• _Problem statement_: Quote the puppy forum thread below word for word, from "sounds like you" to "this school quarter.".

• _Extract_:
>>>

# Somone. . .



## Huginn (Nov 21, 2011)

Had a little too much fun today


































How you know the day was too much fun:








You make this face at the end.


----------



## Sprocket (Oct 4, 2011)

Aww puppy in the snow! So fun!


----------



## Huginn (Nov 21, 2011)

I wish I had gotten pictures of him trying to herd the other dogs. . . his BC crouch is pretty intense.


----------



## xellil (Apr 4, 2011)

if you wanna play.. you gotta pay!


----------



## Donna Little (May 31, 2011)

Sometimes the bath is worth the fun. He's getting so big and is such a handsome boy! Even covered in dirt...:smile:


----------



## MollyWoppy (Mar 19, 2010)

He's such a cutie! I really, really like that third picture, all the texture (and his expression) look so cool.


----------



## Huginn (Nov 21, 2011)

Thank you! I think he is turning into quite the looker, but he is my baby so I'm kinda biased.


----------



## magicre (Apr 7, 2010)

Huginn said:


> Thank you! I think he is turning into quite the looker, but he is my baby so I'm kinda biased.


sounds like you two are doing that bonding thing.....


----------



## Huginn (Nov 21, 2011)

We are bonding, now that I have time to relax and I don't have to worry about dealing with drama from the ex and have come to happy place about this school quarter.


----------



## Scarlett_O' (May 19, 2011)

SOOO cute!!!

Reminds me of Rhett's thread when he was about the baby's age!!LOL

He is so cute, and he is quite striking!


----------



## Huginn (Nov 21, 2011)

Thanks Abi! I wanted so bad to be able to take pics of him crouching, you would have loved it. I think I need some ducks. . . he has a lot of herding drive.


----------



## Caty M (Aug 13, 2010)

He is too cute.. love the awkward puppy stage LOL


----------



## Scarlett_O' (May 19, 2011)

Huginn said:


> Thanks Abi! I wanted so bad to be able to take pics of him crouching, you would have loved it. I think I need some ducks. . . he has a lot of herding drive.



Aww....I hope you can get a picture at some point!:biggrin:

I think he looks a lot like his Daddy!


And yes, we all need ducks!!


----------



## Huginn (Nov 21, 2011)

He is built incredibly lean, just like Jackson. He grows another two inches of leg everyday, I swear. I can't wait to get back from class and take him again today.


----------



## luvMyBRT (Mar 8, 2010)

OMG. I just love Huginn. He is so dang sweet!


----------

<<<

• _Recorded information_:
>>>

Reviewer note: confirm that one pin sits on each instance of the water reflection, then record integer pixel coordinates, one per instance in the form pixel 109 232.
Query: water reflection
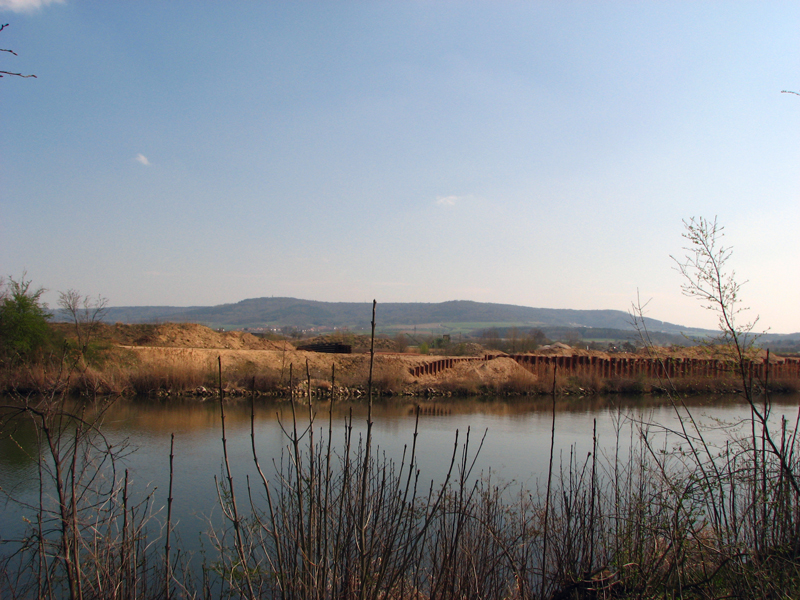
pixel 515 449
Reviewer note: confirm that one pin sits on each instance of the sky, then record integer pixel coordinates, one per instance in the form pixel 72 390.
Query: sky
pixel 541 154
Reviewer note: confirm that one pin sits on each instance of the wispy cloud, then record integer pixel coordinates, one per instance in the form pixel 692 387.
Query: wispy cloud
pixel 26 6
pixel 447 200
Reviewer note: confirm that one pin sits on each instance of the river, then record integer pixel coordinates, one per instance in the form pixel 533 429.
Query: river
pixel 515 448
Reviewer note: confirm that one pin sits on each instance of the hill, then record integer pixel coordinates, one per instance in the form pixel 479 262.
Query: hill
pixel 457 315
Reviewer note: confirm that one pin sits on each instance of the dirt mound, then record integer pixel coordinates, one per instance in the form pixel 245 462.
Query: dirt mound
pixel 189 335
pixel 175 335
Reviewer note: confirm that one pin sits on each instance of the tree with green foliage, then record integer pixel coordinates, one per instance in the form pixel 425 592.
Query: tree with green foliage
pixel 24 332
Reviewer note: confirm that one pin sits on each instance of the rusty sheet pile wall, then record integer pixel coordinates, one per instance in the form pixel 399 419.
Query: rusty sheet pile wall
pixel 612 368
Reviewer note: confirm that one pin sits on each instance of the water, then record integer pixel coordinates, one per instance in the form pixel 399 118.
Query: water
pixel 515 448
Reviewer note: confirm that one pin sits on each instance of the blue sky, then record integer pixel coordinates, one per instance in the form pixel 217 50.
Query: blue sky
pixel 540 153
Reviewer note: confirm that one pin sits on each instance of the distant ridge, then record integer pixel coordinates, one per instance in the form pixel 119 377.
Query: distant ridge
pixel 257 313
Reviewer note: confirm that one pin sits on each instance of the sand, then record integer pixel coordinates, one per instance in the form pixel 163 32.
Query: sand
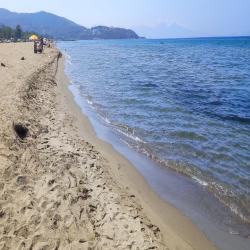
pixel 60 186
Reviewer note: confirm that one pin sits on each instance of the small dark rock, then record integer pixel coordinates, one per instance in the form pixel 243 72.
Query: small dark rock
pixel 21 130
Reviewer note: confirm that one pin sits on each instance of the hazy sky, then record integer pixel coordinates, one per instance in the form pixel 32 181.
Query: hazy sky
pixel 207 17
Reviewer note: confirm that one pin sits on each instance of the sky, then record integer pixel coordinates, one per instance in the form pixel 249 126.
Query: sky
pixel 153 18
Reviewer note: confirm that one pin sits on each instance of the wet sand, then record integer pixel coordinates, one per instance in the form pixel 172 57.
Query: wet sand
pixel 63 188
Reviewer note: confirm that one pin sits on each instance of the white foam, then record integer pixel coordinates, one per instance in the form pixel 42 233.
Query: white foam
pixel 201 182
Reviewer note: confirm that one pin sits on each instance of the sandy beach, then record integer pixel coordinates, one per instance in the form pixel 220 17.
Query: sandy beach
pixel 61 187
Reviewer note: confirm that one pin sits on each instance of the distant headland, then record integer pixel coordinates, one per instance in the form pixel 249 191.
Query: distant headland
pixel 60 28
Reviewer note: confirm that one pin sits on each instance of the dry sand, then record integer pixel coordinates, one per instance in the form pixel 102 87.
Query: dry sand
pixel 61 187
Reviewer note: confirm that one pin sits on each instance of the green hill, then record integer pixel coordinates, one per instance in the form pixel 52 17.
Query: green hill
pixel 60 28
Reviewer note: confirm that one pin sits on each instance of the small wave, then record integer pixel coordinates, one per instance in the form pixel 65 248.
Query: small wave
pixel 150 85
pixel 131 136
pixel 188 135
pixel 201 182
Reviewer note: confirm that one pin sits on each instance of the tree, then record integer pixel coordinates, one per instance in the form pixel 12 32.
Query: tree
pixel 18 32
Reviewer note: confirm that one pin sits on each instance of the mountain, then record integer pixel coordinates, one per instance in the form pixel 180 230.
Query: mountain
pixel 164 31
pixel 61 28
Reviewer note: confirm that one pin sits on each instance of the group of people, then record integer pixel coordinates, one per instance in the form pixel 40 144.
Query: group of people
pixel 40 43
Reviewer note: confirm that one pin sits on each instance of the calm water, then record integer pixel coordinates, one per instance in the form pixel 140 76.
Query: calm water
pixel 185 103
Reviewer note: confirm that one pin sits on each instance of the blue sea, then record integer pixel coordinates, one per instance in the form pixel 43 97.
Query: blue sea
pixel 184 103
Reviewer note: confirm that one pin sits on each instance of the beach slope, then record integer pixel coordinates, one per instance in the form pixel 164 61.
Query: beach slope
pixel 57 191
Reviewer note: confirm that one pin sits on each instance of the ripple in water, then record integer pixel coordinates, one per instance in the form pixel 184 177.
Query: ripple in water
pixel 184 103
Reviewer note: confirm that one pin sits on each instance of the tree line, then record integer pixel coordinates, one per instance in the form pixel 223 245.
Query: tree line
pixel 8 33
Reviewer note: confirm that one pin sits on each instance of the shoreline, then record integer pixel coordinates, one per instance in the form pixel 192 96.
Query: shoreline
pixel 63 188
pixel 167 217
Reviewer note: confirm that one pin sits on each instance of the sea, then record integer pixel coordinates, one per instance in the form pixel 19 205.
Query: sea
pixel 183 104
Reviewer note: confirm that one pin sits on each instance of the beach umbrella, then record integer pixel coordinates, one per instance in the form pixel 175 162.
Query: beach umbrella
pixel 33 37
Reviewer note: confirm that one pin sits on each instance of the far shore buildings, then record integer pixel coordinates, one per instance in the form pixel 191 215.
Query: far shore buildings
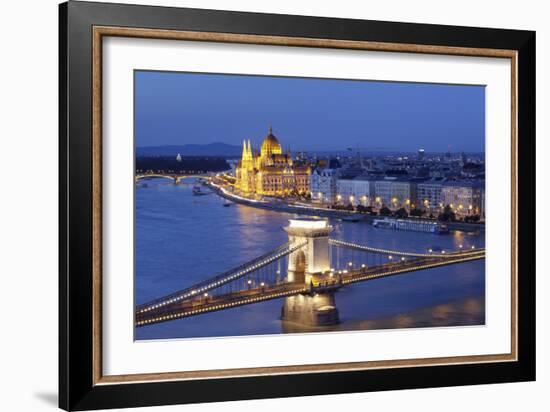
pixel 464 197
pixel 271 172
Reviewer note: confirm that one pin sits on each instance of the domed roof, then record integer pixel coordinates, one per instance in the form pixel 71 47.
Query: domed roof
pixel 270 144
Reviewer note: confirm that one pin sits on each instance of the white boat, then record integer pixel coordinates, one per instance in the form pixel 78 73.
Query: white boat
pixel 411 225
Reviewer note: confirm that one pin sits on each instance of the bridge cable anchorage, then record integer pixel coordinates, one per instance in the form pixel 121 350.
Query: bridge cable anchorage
pixel 221 279
pixel 350 245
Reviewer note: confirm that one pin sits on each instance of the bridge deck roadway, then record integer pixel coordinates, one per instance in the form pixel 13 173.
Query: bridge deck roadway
pixel 197 306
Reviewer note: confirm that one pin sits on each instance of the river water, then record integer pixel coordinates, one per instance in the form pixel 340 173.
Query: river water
pixel 182 239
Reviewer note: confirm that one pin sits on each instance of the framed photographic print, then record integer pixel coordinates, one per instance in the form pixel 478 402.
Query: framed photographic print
pixel 257 205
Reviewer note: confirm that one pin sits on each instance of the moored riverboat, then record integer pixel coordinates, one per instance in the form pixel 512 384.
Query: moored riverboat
pixel 411 225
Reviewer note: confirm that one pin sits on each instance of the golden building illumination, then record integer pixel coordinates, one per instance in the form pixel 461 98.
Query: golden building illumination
pixel 271 172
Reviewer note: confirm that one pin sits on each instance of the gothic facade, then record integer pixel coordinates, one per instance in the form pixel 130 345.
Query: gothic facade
pixel 271 172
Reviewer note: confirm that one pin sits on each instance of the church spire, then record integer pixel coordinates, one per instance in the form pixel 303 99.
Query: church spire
pixel 249 150
pixel 243 156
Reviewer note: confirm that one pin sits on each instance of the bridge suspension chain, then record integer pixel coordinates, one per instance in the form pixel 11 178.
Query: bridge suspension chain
pixel 221 279
pixel 350 245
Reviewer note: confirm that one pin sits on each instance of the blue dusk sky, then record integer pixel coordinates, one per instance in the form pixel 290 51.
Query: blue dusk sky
pixel 307 114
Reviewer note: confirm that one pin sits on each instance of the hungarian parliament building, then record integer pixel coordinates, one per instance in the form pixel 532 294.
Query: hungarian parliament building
pixel 271 172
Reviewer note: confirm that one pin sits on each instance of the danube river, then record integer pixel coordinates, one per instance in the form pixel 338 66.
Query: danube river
pixel 182 239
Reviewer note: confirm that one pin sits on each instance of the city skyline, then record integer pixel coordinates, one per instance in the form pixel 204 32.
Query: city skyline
pixel 311 114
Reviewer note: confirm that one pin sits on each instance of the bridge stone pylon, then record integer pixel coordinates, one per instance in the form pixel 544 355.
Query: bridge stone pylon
pixel 307 265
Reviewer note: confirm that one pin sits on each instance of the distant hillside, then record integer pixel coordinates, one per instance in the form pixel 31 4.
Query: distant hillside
pixel 211 149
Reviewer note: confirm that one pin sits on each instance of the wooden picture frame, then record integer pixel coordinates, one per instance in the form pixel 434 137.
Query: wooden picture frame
pixel 82 27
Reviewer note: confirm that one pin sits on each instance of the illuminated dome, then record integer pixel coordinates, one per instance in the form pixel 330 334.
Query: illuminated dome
pixel 270 145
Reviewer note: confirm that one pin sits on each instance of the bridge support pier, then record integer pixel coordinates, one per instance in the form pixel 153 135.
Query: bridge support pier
pixel 311 310
pixel 310 266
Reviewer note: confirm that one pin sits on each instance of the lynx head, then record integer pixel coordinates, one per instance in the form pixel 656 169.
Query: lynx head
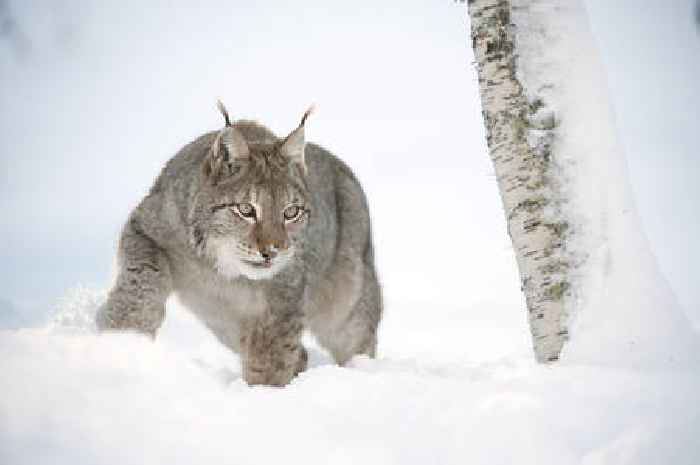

<<<

• _Correct response_:
sounds like you two are doing that bonding thing.....


----------



## Huginn (Nov 21, 2011)

We are bonding, now that I have time to relax and I don't have to worry about dealing with drama from the ex and have come to happy place about this school quarter.